Task objective.
Each of the entries should be output exactly, with nothing left out.
#### Material supplied
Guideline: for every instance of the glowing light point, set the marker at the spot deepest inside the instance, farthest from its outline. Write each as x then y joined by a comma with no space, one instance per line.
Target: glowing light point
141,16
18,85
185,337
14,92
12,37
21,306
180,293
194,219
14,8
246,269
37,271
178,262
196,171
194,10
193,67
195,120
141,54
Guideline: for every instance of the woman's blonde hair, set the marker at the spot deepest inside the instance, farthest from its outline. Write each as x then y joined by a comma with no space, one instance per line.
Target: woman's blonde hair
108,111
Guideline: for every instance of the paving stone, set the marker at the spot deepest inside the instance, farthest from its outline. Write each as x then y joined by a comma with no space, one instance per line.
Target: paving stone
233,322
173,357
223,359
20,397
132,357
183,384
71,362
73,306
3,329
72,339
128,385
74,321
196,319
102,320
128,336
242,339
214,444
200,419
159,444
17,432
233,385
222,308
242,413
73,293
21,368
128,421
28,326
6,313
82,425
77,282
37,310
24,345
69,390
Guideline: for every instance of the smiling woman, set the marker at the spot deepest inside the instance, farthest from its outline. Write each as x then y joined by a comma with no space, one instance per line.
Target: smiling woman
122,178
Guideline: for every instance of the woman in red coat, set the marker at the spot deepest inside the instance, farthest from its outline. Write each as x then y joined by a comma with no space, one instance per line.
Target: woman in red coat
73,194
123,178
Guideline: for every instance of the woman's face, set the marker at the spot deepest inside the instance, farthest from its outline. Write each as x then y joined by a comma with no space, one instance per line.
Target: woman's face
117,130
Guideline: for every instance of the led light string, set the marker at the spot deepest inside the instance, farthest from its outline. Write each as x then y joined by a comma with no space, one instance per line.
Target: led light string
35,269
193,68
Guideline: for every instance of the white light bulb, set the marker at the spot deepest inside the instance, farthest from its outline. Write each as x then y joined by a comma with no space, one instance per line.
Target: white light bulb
########
Completed exercise.
Guideline: for every instance of the glowing light point, set the marker at the spot deepest inside the instance, farthest from its outline. Write each as x then y joined by a comma with no space, one instance per line.
Target: glowing light point
141,16
18,85
185,337
14,92
12,37
21,306
180,293
194,219
14,8
246,269
37,271
178,262
196,171
194,10
193,67
195,120
141,54
Guideline: for every instance of the woman's blonde hair, set the marker at the spot deepest inside the instance, farthest from its outline. Write each as x then y joined by a comma with no space, one instance per line.
Target: woman's blonde hair
108,111
Guideline: for every instance of the paving stone, set the marker at the spot deepest inside the instance, farthest from its outline. Write each as x then y joined by a comma with no space, one instance per line.
Target: paving stone
233,322
173,357
223,359
20,397
132,357
183,384
71,362
73,306
3,329
72,339
128,385
74,321
196,319
102,320
128,336
242,339
214,444
200,419
159,444
17,432
233,385
222,308
242,413
73,293
21,368
128,421
28,326
6,313
82,425
77,282
37,310
24,345
69,390
Guideline: for every instance of the smiling woman, set the marker at the spot deepest inside the instance, farthest from its outline. Write each as x then y joined by a comma with no space, one instance per line.
Target: smiling woman
122,178
Guideline: for every instance of the woman in red coat, set the marker at the spot deepest inside the instance, farthest from its outline. Write each as x then y joined by a comma with no space, one instance per line.
Target: woman in red coat
73,194
123,178
Guideline: for every instance of the woman's face, set the marker at the spot deepest inside the instance, farthest from its outline. Write each as x then y joined by a comma with no space, one instance per line.
Target: woman's face
117,130
Guideline: for every instance of the led light string, set the marker at the spot deepest inside the instance, farthest from its outline. Write each as x then y joined by a comma with no space, one instance per line.
Target: led light string
35,269
193,68
Guideline: for every instance of the white light bulb, set the marker at the spot deepest inside the instance, farthest from its outline. Write each as x then y joined by a comma with no space, one instance per line.
Target: white light bulb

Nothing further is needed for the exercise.